+++ GIVEN PASSAGE +++

Your problem is not a complete understanding of some elementary school mathematics. Your more "advanced problem" is not understanding
approximate methods of numerical calculations, which is a much more complicated issue. The quadratic equation problem solved numerically is approximate by its nature.
I can assume that you are analyzing/solving the equation
ax² + bx + c = 0
You are doing it wrong.
First of all, for
a ≡ b ≡ c ≡ 0
, "Roots cannot be determined" it a totally wrong answer. Correct answer will be "Any real number is a root". Also this is true: "Any complex number is a root". See the difference? You can easily check up this statement.
Another cases are when there are no real roots (is would be much nicer to output complex root) and exactly two roots. You really should not make a distinction between having two roots and only one root. Conceptually, you always have two or zero roots, and the two roots have the same value. The set of cases when the two roots are equal is of the
measure null. More accurately, two different roots is the case of
general position. For some basics of it, please see:
https://en.wikipedia.org/wiki/General_position[
^].

+++ RAW DATA +++

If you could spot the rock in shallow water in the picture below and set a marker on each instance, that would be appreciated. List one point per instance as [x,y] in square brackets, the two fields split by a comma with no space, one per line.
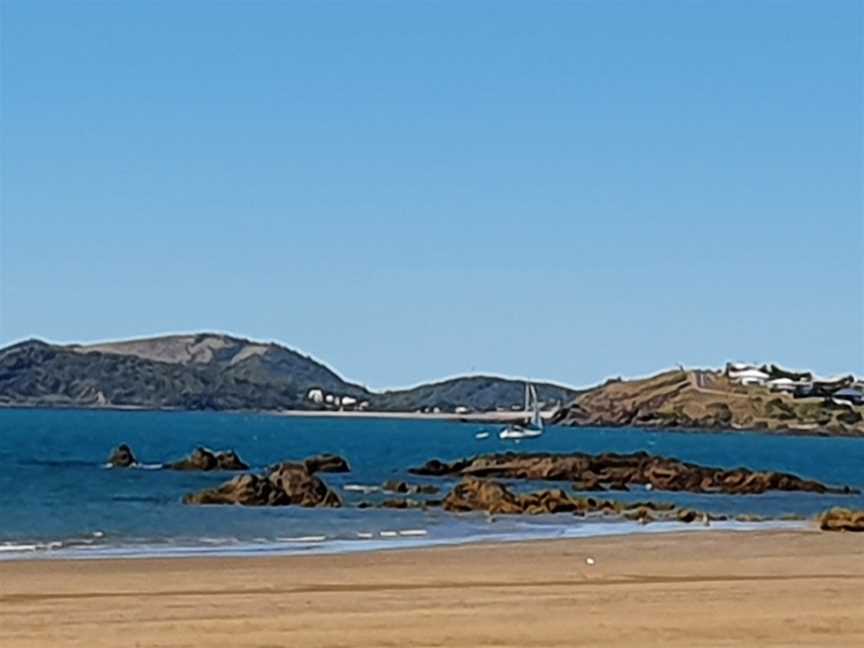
[620,471]
[327,463]
[494,498]
[287,484]
[841,519]
[122,457]
[204,459]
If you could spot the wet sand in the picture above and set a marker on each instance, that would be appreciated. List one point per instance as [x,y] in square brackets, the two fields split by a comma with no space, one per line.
[771,588]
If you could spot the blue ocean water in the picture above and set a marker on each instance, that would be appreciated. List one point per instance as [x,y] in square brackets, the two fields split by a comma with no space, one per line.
[58,499]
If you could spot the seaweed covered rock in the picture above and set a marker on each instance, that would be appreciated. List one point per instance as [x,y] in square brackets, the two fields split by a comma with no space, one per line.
[327,463]
[482,495]
[493,497]
[620,471]
[841,519]
[122,457]
[205,460]
[286,484]
[396,486]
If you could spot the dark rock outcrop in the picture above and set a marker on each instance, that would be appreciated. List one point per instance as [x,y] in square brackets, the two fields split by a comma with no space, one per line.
[122,457]
[841,519]
[493,497]
[327,463]
[287,484]
[707,399]
[622,470]
[204,459]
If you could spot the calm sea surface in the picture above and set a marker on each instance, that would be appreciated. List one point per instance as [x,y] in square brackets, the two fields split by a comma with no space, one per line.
[58,499]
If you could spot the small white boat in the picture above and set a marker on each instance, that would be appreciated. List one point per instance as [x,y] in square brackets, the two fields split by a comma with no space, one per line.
[534,427]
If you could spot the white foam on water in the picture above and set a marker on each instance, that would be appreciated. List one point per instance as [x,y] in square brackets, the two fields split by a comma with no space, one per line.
[361,488]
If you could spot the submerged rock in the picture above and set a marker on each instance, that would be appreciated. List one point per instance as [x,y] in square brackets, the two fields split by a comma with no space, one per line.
[841,519]
[122,457]
[621,471]
[286,484]
[204,459]
[327,463]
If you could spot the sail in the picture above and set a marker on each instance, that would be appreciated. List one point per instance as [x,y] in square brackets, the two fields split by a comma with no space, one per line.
[536,417]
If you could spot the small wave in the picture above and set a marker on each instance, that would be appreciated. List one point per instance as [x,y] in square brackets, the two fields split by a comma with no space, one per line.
[361,488]
[57,463]
[136,466]
[139,499]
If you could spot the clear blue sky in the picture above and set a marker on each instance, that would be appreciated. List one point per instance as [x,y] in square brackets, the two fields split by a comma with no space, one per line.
[414,190]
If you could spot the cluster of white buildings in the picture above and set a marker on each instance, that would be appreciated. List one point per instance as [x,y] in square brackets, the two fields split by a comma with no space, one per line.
[320,397]
[800,384]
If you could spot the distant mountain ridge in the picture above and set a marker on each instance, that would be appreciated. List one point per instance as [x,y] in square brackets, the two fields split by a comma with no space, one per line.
[219,372]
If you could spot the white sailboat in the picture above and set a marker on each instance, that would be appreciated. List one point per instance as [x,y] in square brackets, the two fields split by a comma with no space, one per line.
[534,427]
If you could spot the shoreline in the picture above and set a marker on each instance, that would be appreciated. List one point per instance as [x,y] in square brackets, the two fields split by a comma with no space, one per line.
[669,589]
[414,540]
[489,418]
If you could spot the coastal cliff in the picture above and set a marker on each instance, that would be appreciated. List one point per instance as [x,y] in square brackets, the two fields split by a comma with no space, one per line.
[209,371]
[707,399]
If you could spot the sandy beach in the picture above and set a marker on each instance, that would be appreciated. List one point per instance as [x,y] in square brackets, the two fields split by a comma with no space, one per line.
[698,589]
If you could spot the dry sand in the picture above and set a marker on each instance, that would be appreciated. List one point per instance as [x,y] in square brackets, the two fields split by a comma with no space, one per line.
[697,589]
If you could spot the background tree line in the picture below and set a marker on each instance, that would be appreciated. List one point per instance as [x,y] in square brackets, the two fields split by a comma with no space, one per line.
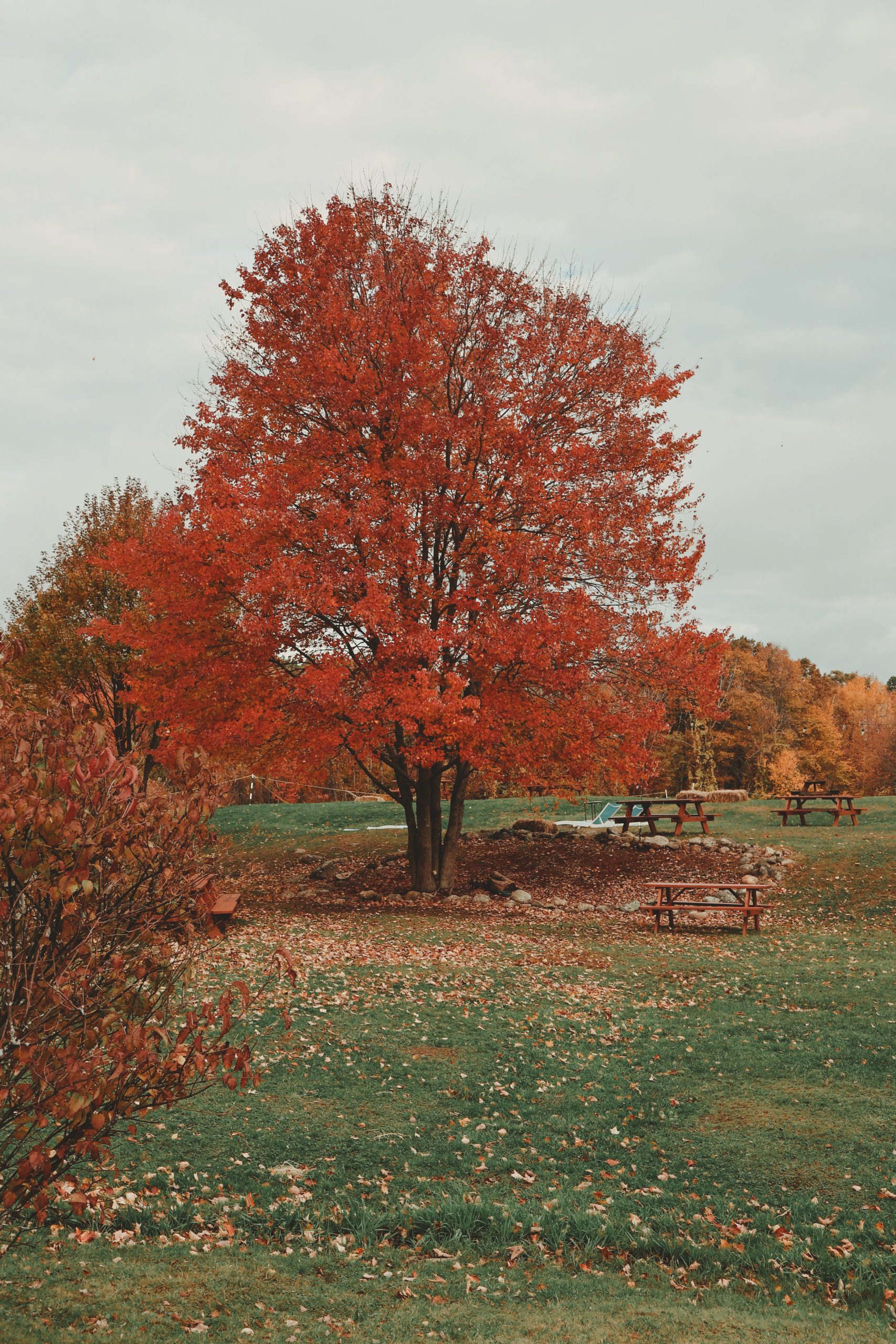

+++

* INSTRUCTIONS FOR THE TASK:
Write what comes next in the reply about solving quadratic equations, picking up right after its last sentence.

* WRITTEN RESPONSE:
It has a special meaning for approximate calculations (remember, those calculations are always approximate; not only the roots, but even
a
,
b
and
c
are, by definition, know with limited accuracy. Look at the quadratic function graph. As it get closer to the position where the
extremum of the function value touches the x axis, two roots get close and close. With approximate calculations, you don't know exactly when it touches. The roots just became "equal" when the difference between them becomes lower than the accuracy of the
real number representation (floating-point, in our case). In fact, you can slightly modify one of the coefficient while having the roots "equal" in this sense, which, of course, is not the case for
ideal real numbers. So, the solution will only be correct if you calculate both roots, "equal" or not.
Now, your formula for calculation of the roots is correct, but it can be considered as questionable from the point of view of best accuracy of approximate calculation. As I remember, in his
The Art of Computer Programming, Donald Knuth insisted that one should choose one of the roots of your solution, the one causing less
loss of precision due to + or − sign in the solution formula; and the second root should be found using the Viera's formula:
https://en.wikipedia.org/wiki/Quadratic_equation[
^],
https://en.wikipedia.org/wiki/Vieta%27s_formulas[
^].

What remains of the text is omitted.